Please retype the listing below from its first line up to and including the line with "inside the mask", keeping every character unchanged.

> _RECORDS_
** Begin **
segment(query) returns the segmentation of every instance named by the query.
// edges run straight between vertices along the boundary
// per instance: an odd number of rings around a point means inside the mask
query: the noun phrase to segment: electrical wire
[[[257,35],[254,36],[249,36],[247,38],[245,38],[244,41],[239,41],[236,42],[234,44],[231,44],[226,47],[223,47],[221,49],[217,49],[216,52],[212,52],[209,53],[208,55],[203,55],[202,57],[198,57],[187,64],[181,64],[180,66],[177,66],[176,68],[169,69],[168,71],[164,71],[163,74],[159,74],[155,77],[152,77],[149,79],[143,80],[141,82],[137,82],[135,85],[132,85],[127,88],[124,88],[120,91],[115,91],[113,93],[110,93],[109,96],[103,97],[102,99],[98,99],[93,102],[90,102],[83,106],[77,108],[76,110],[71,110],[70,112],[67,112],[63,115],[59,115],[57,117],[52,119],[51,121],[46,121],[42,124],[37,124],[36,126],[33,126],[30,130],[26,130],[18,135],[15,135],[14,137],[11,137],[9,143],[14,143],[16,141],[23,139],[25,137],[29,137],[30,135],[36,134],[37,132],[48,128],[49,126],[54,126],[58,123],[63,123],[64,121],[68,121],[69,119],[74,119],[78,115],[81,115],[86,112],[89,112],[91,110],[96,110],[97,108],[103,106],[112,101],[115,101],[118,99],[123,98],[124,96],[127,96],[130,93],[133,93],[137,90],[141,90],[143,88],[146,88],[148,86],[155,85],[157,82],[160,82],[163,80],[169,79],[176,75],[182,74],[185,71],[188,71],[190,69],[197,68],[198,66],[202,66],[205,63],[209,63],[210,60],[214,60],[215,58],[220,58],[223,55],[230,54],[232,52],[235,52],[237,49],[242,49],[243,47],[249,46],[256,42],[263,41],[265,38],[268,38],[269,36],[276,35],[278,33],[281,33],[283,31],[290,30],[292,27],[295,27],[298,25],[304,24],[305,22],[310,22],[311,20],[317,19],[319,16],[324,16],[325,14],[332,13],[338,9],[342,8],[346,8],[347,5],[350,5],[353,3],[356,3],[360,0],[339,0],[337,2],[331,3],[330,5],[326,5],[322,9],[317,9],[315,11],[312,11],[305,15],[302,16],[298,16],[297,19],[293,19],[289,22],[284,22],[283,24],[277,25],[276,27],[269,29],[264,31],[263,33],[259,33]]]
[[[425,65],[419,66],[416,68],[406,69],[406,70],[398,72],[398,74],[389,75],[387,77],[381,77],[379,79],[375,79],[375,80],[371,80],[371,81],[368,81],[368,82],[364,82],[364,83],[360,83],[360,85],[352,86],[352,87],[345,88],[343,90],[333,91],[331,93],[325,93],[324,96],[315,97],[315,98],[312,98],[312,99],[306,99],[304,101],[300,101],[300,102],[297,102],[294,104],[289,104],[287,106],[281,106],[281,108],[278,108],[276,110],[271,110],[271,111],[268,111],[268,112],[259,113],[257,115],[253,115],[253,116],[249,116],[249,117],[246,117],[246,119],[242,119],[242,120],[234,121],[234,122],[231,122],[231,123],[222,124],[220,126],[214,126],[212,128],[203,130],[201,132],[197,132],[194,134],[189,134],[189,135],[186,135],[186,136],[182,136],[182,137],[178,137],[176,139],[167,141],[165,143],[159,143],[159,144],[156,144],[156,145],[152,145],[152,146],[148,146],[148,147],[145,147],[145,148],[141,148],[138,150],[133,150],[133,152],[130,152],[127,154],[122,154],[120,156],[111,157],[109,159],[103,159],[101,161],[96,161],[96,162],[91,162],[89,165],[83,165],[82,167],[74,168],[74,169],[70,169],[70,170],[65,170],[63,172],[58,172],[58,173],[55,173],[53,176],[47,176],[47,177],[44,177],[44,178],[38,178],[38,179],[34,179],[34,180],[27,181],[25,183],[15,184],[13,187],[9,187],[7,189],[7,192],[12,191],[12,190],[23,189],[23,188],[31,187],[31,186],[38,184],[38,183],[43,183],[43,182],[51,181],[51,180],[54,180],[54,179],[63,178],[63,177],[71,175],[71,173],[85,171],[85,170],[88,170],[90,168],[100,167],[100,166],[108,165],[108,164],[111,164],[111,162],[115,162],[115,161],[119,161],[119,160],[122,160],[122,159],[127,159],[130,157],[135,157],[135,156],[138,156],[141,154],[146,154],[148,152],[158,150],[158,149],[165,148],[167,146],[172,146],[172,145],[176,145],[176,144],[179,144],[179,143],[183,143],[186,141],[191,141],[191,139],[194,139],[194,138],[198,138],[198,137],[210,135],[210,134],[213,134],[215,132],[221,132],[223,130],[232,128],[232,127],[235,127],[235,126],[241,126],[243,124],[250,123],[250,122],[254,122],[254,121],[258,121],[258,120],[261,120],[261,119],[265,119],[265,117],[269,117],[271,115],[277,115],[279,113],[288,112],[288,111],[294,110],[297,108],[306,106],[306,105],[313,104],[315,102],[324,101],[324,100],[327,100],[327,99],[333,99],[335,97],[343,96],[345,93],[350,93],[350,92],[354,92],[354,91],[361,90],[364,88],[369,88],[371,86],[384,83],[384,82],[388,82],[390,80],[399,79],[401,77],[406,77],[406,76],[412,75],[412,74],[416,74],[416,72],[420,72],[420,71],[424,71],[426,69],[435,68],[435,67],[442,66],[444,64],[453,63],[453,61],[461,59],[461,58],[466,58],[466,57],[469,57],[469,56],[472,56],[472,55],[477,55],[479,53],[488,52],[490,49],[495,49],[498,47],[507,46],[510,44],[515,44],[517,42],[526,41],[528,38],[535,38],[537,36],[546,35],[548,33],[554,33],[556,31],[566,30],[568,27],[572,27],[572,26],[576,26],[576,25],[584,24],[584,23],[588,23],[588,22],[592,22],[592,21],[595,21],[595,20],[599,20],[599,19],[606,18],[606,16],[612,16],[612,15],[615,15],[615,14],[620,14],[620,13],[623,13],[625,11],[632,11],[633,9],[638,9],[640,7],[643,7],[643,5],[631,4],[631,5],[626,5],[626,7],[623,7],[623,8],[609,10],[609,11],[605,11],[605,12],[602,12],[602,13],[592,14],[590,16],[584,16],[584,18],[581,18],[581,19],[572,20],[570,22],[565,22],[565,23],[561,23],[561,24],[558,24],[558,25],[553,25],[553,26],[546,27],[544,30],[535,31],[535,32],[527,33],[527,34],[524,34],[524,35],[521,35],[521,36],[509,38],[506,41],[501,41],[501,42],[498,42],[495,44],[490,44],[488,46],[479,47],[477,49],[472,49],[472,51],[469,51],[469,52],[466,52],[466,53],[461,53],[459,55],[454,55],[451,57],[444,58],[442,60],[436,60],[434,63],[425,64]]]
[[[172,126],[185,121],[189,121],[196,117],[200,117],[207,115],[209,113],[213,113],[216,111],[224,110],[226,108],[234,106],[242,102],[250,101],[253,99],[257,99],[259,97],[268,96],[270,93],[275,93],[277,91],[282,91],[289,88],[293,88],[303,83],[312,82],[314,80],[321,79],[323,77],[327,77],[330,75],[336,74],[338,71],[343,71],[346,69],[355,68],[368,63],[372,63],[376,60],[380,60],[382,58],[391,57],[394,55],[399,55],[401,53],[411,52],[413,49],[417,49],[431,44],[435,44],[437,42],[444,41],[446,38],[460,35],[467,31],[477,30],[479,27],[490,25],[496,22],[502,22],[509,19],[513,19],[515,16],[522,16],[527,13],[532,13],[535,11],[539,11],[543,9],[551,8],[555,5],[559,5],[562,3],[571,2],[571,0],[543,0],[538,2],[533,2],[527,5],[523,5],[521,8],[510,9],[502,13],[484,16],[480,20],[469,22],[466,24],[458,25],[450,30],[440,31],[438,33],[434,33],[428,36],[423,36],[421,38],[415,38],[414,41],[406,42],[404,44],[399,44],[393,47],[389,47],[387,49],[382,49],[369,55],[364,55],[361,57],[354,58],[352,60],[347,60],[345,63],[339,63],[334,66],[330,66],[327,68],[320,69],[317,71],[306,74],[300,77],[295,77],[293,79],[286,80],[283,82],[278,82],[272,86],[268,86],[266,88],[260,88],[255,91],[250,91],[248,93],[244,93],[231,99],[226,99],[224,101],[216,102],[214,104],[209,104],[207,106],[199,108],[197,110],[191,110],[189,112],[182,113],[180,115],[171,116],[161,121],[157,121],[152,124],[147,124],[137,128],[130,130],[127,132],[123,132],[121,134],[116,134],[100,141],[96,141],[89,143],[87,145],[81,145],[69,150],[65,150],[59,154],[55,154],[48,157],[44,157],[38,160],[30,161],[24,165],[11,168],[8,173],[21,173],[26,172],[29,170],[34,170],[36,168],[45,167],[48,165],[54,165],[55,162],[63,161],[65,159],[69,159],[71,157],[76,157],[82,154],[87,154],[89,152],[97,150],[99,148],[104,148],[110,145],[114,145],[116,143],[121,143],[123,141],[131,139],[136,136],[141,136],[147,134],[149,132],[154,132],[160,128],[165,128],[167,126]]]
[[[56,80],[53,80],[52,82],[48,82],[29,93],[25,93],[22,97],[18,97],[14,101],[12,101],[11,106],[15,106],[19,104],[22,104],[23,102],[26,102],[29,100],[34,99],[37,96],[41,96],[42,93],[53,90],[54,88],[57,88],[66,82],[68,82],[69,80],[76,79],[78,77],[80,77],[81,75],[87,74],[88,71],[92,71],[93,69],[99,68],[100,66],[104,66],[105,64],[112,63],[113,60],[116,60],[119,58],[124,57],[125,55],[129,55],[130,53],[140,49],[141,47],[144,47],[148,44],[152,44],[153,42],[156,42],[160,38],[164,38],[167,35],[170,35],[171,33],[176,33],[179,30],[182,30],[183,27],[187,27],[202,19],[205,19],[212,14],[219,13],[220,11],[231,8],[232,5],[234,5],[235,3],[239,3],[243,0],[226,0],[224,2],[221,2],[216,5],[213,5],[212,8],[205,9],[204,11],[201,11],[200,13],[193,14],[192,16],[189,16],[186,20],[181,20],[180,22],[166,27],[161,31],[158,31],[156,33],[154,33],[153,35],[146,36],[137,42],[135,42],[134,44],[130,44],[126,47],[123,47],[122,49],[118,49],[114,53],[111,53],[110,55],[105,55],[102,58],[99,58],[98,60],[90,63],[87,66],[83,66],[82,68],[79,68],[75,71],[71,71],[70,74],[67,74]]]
** End **
> _SOLUTION_
segment(query) returns the segmentation of every instance named by the query.
// edges run straight between vertices along the boundary
// per instance: an odd number of rings around a point means inside the mask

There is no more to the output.